• **Supplied data**:

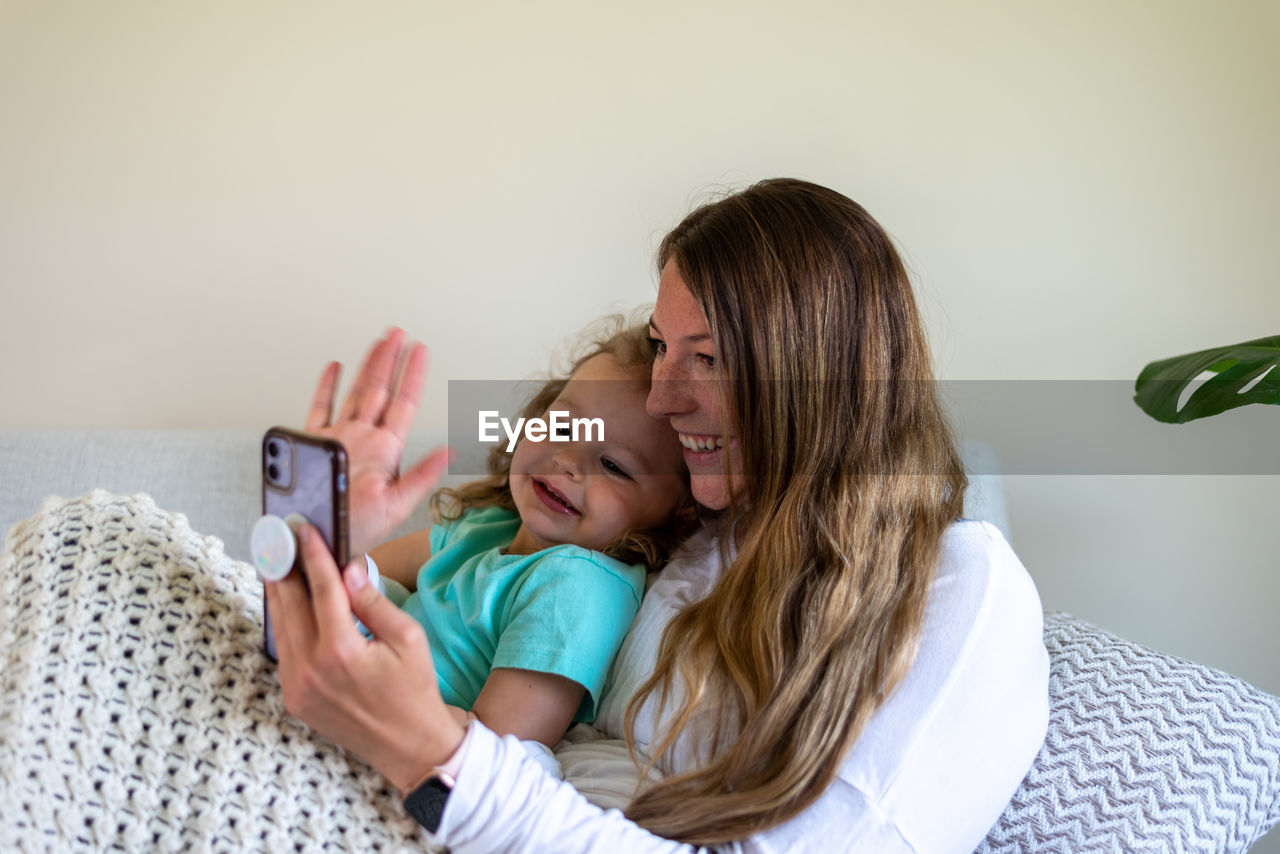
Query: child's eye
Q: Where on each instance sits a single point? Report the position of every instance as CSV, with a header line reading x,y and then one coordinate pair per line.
x,y
613,469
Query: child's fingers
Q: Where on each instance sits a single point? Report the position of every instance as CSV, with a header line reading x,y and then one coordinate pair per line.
x,y
416,484
380,616
400,412
321,402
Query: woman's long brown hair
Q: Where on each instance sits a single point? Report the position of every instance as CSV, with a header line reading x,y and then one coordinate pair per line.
x,y
850,479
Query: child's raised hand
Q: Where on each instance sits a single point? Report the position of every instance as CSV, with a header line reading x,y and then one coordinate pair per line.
x,y
373,425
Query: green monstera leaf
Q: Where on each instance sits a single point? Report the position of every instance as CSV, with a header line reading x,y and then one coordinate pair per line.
x,y
1240,374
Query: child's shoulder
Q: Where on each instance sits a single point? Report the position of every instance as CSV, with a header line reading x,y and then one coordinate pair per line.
x,y
572,560
485,523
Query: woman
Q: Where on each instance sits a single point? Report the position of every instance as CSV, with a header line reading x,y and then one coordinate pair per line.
x,y
833,663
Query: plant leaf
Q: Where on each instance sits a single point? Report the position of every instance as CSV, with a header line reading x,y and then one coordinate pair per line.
x,y
1235,366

• **Set problem**:
In the records above, return only the line that contains "Query: child's fingers" and every line after it through the last, exactly as they appear.

• **Task response**:
Query: child's fingers
Q: Where on each instance sits a single point? Report the position of every instance as CSV, with a header line reading x,y and then one coordinate pair per line.
x,y
416,484
380,616
400,412
321,402
Query: woman's long brown hair
Q: Where on each instance sits a single point? Report the position of every instance as CSV, with a header line reading x,y and then one coordinate pair per line.
x,y
850,479
Query: child's raised hand
Q: Where on each instance sits a single point? Report the position of every instance as CSV, with a header line reading x,y and then one coordinate pair per line.
x,y
373,425
Query: green monstera leaf
Q: Where on each instance sits a single point? Report the position of every instance as CSV, with a header line reading x,y and then one coordinate pair per line.
x,y
1240,374
Query: child's shoulder
Q: Where on each instance sits a single point? Report the position of every instance as CSV, with a header line reading x,y and then one coordinate pair per line.
x,y
572,560
485,523
Query: woman
Q: Where on each instance sits a single point? Report the position of every instance as CSV, with a header line reading x,y and then one coordinate pair per line.
x,y
833,663
Query: plant leaf
Q: Where on each instance sits a single point? Report the position of every instance as CSV, with a header line reading x,y and then one coordinate pair per line.
x,y
1235,366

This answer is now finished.